-- START --
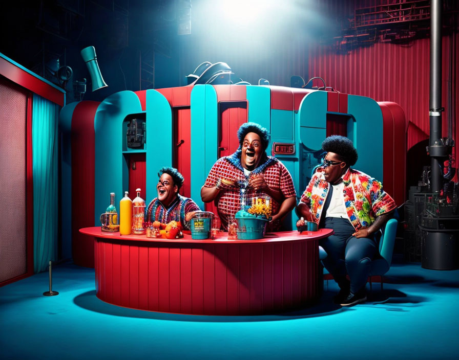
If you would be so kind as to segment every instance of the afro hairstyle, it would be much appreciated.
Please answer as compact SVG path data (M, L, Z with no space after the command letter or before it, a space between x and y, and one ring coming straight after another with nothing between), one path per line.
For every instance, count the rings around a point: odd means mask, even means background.
M352 142L344 136L332 135L328 137L322 142L322 148L327 152L337 154L348 166L352 166L357 162L357 150Z
M158 176L161 177L163 174L169 174L174 181L174 185L177 185L177 190L179 190L182 185L183 185L183 175L178 172L175 168L171 168L169 166L164 166L161 168L158 173Z
M271 134L268 129L263 127L256 123L245 123L241 125L238 130L238 139L239 139L239 149L242 147L242 143L244 138L249 132L255 132L258 134L260 139L261 139L261 143L263 145L264 150L266 150L268 147L268 144L271 139Z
-- END --
→ WHAT NEEDS TO BE DONE
Leave out the pictures and copy the rest of the material above exactly.

→ EXERCISE RESULT
If you would be so kind as to segment every instance of the afro hairstyle, it would be much appreciated.
Please answer as compact SVG path data (M, L, Z with no space after the command letter or before it, a space between x and y, and one ring coming straight after another with nothing between), one path per line.
For every instance, count the rings around a point: odd means mask, even means background.
M352 142L344 136L332 135L328 137L322 142L322 148L327 152L337 154L348 166L352 166L357 162L357 150Z
M158 176L161 177L163 174L169 174L174 181L174 185L177 185L177 190L179 190L182 185L183 185L183 175L178 172L175 168L171 168L169 166L164 166L161 168L158 173Z
M271 134L268 129L263 127L256 123L245 123L241 125L238 130L238 139L239 139L239 149L242 147L242 143L244 138L249 132L255 132L258 134L260 139L261 139L261 143L263 145L264 150L266 150L268 147L268 144L271 139Z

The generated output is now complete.